What this task involves: Below are records to be output exactly, every one of them.

Information given:
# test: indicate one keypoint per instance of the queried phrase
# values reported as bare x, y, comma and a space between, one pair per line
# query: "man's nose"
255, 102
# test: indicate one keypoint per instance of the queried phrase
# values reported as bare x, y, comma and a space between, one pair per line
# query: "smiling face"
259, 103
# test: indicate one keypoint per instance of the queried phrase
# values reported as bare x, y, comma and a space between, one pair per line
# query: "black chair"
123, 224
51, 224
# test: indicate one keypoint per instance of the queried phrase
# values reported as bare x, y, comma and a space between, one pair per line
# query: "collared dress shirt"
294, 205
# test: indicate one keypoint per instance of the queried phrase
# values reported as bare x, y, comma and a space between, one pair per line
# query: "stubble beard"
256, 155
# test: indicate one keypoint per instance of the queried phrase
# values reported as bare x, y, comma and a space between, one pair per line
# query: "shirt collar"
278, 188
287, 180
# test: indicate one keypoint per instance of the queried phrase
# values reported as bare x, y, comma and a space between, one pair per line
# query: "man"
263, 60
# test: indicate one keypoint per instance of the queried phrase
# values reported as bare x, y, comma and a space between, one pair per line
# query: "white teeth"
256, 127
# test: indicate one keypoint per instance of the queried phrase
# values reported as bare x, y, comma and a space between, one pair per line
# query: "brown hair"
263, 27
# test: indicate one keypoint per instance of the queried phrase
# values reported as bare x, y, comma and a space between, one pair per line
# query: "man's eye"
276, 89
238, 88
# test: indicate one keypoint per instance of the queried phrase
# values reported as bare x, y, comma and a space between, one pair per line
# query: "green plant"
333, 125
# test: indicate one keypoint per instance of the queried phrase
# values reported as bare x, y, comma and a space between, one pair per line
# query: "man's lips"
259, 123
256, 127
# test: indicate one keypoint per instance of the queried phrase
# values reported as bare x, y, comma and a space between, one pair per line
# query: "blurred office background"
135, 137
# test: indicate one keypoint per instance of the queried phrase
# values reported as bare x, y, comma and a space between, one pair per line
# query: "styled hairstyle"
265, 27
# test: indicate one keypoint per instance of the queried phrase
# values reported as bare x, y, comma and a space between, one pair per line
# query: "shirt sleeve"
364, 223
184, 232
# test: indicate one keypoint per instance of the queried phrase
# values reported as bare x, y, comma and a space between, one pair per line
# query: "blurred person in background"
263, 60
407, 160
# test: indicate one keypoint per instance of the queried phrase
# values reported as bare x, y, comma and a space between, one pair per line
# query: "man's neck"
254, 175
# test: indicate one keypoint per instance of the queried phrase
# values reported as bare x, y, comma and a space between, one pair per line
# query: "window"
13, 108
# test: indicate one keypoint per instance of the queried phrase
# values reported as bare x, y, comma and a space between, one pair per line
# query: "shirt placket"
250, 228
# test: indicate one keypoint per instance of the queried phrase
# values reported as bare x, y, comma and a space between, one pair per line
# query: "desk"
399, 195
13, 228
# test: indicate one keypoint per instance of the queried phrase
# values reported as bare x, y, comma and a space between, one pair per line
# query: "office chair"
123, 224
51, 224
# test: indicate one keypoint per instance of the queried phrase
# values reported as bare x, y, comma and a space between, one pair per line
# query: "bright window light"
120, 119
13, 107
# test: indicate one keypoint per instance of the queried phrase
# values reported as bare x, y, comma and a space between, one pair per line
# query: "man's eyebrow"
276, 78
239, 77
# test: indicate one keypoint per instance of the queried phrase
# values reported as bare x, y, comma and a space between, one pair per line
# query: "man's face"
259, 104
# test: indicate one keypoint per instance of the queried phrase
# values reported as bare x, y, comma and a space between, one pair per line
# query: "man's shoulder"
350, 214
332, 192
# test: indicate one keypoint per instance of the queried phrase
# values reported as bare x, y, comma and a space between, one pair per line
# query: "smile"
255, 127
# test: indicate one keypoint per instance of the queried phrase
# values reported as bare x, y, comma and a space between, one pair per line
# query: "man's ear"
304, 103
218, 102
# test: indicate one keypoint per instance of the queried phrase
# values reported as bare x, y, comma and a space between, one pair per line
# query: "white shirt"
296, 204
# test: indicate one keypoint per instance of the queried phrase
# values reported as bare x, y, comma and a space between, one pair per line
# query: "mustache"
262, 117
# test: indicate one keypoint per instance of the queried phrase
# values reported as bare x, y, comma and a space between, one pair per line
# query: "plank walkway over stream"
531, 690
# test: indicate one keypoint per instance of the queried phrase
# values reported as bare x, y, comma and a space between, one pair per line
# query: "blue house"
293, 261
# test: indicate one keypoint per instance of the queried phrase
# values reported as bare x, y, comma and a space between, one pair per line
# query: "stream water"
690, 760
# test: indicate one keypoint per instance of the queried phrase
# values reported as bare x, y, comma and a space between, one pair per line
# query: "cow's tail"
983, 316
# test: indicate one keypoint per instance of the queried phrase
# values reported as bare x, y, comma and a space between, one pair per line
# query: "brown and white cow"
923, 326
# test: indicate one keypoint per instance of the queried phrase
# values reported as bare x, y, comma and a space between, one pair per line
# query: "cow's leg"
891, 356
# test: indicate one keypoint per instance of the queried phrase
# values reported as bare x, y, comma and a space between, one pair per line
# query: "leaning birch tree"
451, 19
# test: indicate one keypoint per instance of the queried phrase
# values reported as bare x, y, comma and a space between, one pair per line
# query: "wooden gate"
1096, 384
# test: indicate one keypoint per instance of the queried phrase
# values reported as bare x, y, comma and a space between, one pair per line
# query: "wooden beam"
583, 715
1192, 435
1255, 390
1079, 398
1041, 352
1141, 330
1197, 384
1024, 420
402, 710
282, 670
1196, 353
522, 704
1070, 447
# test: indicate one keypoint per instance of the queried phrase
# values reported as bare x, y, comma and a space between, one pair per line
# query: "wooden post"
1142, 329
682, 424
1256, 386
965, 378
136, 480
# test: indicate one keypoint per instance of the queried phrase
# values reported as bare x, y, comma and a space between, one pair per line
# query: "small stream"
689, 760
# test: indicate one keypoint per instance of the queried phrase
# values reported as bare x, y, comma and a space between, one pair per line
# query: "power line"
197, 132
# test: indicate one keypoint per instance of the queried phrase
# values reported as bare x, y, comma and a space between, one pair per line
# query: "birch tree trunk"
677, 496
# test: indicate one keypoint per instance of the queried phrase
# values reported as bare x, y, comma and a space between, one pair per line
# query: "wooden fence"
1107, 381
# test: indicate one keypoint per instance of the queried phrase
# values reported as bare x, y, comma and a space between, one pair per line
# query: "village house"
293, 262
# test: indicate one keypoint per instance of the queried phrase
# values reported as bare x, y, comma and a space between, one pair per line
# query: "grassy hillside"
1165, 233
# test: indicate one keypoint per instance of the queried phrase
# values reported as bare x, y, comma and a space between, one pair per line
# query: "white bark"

Answer to this problem:
# test: indicate one keypoint per instance of the queried phrase
# values reported as bare x, y, comma and a space between, one pair per line
# query: "man's nose"
255, 102
# test: indicate one keypoint per instance of the queried phrase
# values reported as bare x, y, comma and a space between, one pair per line
# query: "smiling face"
259, 103
# test: indicate one keypoint per instance of the queried phrase
# values reported as bare x, y, comma and a space between, one pair per line
# query: "black chair"
123, 224
51, 224
# test: indicate one keypoint per instance of the queried phrase
# values reported as bare x, y, comma and a space between, one pair per line
# query: "collared dress shirt"
294, 205
# test: indicate one keypoint per instance of the queried phrase
# values reported as bare x, y, comma and a space between, one pair per line
# query: "stubble beard"
256, 155
# test: indicate one keypoint per instance of the queried phrase
# values reported as bare x, y, comma and a space between, one pair per line
# query: "shirt collar"
278, 188
287, 180
# test: indicate one keypoint per instance of the queried phrase
# values reported as bare x, y, comma and a space between, one pair per line
# query: "man"
263, 60
# test: indicate one keypoint per instance of the queried phrase
# values reported as bare x, y, comma and a space between, one pair per line
# query: "white teeth"
256, 127
# test: indicate one keypoint per instance of the queried phrase
# values reported as bare x, y, comma and a space between, one pair per line
# query: "brown hair"
263, 27
# test: indicate one keypoint per instance of the queried phrase
# values reported as bare x, y, comma and a space between, one pair per line
# query: "man's eye"
276, 89
238, 88
# test: indicate one keypoint per instance of the queried phrase
# values reported as bare x, y, comma and a space between, one pair per line
# query: "green plant"
333, 125
# test: indicate one keypoint per instance of the queried phrase
# values reported as bare x, y, comma and a space between, one pair per line
# query: "man's lips"
259, 123
256, 127
# test: indicate one keypoint per instance of the queried phrase
# values reported as bare x, y, comma and a space between, one pair per line
# query: "blurred office background"
135, 137
# test: indicate one keypoint per instance of the queried phrase
# values reported as bare x, y, comma and a space between, one pair per line
# query: "styled hairstyle"
265, 27
# test: indicate one keypoint per instance of the queried phrase
# values reported as bare x, y, comma and a space between, one pair per line
# query: "shirt sleeve"
364, 223
184, 232
# test: indicate one keypoint per instance of the queried phrase
# values reported as bare x, y, comma and a space between, one pair per line
# query: "blurred person in background"
263, 60
407, 160
# test: indicate one keypoint per instance of the queried phrase
# values reported as bare x, y, comma and a space between, one pair per line
# query: "man's neck"
254, 175
# test: indicate one keypoint per instance of the queried phrase
# values reported as bare x, y, comma and a space between, one pair per line
# query: "window"
13, 108
# test: indicate one keypoint per instance of the queried phrase
# values reported as bare x, y, comma and a space between, one pair per line
# query: "shirt placket"
250, 228
# test: indicate one keypoint per instance of the queried phrase
# values reported as bare x, y, comma and a space between, one pair per line
# query: "desk"
399, 195
13, 228
# test: indicate one keypoint per instance of the queried phrase
# values reported as bare x, y, comma and a space between, one pair per line
# query: "office chair"
123, 224
51, 224
# test: indicate one keypoint per instance of the queried phrase
# values reported as bare x, y, comma and a space between, one pair per line
# query: "bright window light"
120, 119
13, 107
# test: indicate one keypoint per instance of the queried phrase
# values reported as bare x, y, comma and a space between, one pair per line
# query: "man's eyebrow"
276, 78
239, 77
# test: indicate one keypoint per instance of the queried phrase
# values reported as bare x, y, comma and a space between, one pair per line
# query: "man's face"
259, 104
# test: indicate one keypoint per instance of the queried phrase
# values reported as bare x, y, comma and a space between, one pair per line
# query: "man's shoulder"
350, 214
332, 192
# test: indicate one keypoint per instance of the queried phrase
# values reported as bare x, y, comma and a space between, one pair per line
# query: "smile"
255, 127
# test: indicate one keypoint per instance of the queried phrase
# values reported as bare x, y, comma and a space between, one pair per line
# query: "man's ear"
304, 103
218, 102
# test: indicate one keypoint per instance of the queried phrase
# values reported as bare x, y, comma and a space between, one pair per line
# query: "white shirt"
296, 204
# test: indicate one keypoint per instance of the queried phrase
# values reported as bare x, y, comma and a space between, one pair per line
# query: "mustache"
262, 117
# test: indicate one keypoint per instance of the queried phrase
# values reported as bare x, y, comma and a space between, one pair per line
# query: "plank walkway over stream"
531, 690
# test: indicate one keypoint per instance of the queried phrase
# values reported as bare x, y, comma and a space between, one pair per line
# query: "blue house"
293, 261
# test: indicate one keypoint per instance of the queried phrase
# values reported as bare x, y, comma and a space between, one pair per line
# query: "stream water"
690, 760
# test: indicate one keypoint per instance of the queried phrase
# values reported as bare x, y, comma and a space between, one pair per line
# query: "cow's tail"
983, 316
# test: indicate one keypoint per instance of the queried phrase
# values reported as bare x, y, comma and a space between, one pair per line
# query: "brown and white cow"
923, 326
# test: indicate one keypoint per instance of the queried phrase
# values reported as bare x, y, comma and a space between, one pair per line
# query: "cow's leg"
891, 356
# test: indicate one keypoint per instance of the queried phrase
# values reported as bare x, y, comma and a space between, one pair per line
# query: "leaning birch tree"
451, 19
# test: indicate one keypoint per instance of the queried phrase
# values reported as bare x, y, comma and a space between, one pair per line
# query: "wooden gate"
1096, 384
# test: indicate one keypoint per instance of the queried phrase
# values reported as bare x, y, comma and a space between, one pair per line
# query: "wooden beam"
583, 715
1192, 435
1255, 390
1079, 398
1041, 352
1141, 330
1197, 384
1024, 420
402, 710
282, 670
1196, 353
522, 704
1070, 447
# test: indicate one keypoint per instance of the queried phrase
# values reported as bare x, y, comma and a space between, one pair per line
# query: "wooden post"
1142, 329
682, 424
1256, 386
965, 378
136, 480
# test: indicate one keypoint per instance of the queried phrase
# values reported as bare x, y, comma and a space between, one pair per line
# query: "small stream"
689, 760
# test: indicate one keypoint per instance of the queried phrase
# values reported as bare x, y, comma and a space between, one pair per line
# query: "power line"
197, 132
# test: indicate one keypoint per instance of the queried phrase
# values reported as bare x, y, comma and a space between, one pair per line
# query: "birch tree trunk"
677, 496
# test: indicate one keypoint per instance of the queried phrase
# values reported as bare x, y, comma and a space between, one pair per line
# query: "wooden fence"
1107, 381
# test: indicate one keypoint per instance of the queried phrase
# values reported as bare x, y, comma and a space between, one pair per line
# query: "village house"
293, 262
# test: indicate one keypoint per instance of the queried phrase
# values reported as bare x, y, comma and a space between, one pair per line
# query: "grassy hillside"
1165, 233
# test: indicate one keypoint per instance of the queried phrase
# values reported as bare x, y, comma and a space between, one pair per line
# query: "white bark"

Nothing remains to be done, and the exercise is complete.